* Work item:
Figure out how many lines in the records below hold the string "bare". That number alone is the answer.

* Provided information:
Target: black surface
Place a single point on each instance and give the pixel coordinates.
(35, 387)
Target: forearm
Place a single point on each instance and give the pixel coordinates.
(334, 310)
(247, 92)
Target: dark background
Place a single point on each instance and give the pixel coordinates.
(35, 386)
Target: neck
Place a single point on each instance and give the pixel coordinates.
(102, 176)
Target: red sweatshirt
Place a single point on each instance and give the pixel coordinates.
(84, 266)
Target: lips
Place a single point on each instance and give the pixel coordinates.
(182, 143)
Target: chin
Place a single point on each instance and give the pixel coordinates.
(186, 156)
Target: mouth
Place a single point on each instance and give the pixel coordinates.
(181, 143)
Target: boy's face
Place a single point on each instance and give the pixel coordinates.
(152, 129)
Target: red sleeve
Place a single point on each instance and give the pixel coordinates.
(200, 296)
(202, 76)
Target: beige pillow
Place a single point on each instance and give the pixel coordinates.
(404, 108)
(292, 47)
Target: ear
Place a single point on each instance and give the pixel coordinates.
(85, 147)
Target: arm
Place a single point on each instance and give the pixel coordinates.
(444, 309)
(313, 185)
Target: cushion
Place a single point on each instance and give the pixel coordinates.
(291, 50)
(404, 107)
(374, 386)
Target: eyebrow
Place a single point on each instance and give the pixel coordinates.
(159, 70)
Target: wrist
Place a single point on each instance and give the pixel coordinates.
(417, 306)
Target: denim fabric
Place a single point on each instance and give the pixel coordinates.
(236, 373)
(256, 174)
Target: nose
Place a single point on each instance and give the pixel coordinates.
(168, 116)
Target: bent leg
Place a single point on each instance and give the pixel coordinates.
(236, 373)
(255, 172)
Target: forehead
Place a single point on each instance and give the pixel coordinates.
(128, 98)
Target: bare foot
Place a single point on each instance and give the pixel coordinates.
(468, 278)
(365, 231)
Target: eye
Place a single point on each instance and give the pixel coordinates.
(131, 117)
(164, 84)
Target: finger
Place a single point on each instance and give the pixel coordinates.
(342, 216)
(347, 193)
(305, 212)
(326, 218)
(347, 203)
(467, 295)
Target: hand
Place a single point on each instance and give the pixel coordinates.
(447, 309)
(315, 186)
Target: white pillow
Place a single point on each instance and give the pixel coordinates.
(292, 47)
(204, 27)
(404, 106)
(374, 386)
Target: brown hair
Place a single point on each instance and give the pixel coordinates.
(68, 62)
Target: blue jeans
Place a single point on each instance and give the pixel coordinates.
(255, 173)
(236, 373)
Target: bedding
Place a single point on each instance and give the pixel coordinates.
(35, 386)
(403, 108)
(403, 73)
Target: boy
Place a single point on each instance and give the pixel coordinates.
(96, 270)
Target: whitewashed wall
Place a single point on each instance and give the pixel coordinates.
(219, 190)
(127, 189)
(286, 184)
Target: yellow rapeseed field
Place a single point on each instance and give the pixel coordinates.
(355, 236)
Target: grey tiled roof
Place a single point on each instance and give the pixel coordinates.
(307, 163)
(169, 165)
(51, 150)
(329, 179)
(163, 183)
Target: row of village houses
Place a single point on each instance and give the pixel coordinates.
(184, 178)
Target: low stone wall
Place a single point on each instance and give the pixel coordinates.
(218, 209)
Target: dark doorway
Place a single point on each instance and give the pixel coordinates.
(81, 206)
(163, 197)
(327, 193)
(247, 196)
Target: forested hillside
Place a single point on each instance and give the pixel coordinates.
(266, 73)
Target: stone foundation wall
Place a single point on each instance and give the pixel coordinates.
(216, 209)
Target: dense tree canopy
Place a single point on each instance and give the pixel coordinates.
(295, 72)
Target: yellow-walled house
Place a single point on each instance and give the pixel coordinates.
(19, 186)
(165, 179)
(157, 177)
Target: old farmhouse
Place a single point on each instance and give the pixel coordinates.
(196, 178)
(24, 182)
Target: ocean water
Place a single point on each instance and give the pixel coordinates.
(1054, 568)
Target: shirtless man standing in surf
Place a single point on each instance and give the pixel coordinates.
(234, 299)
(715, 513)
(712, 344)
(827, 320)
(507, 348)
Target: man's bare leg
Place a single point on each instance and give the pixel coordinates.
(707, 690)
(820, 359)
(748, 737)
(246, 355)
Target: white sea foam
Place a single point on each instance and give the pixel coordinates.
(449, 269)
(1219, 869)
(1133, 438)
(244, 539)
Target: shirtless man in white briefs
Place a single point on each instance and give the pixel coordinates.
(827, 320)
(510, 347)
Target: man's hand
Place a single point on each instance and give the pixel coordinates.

* Solution:
2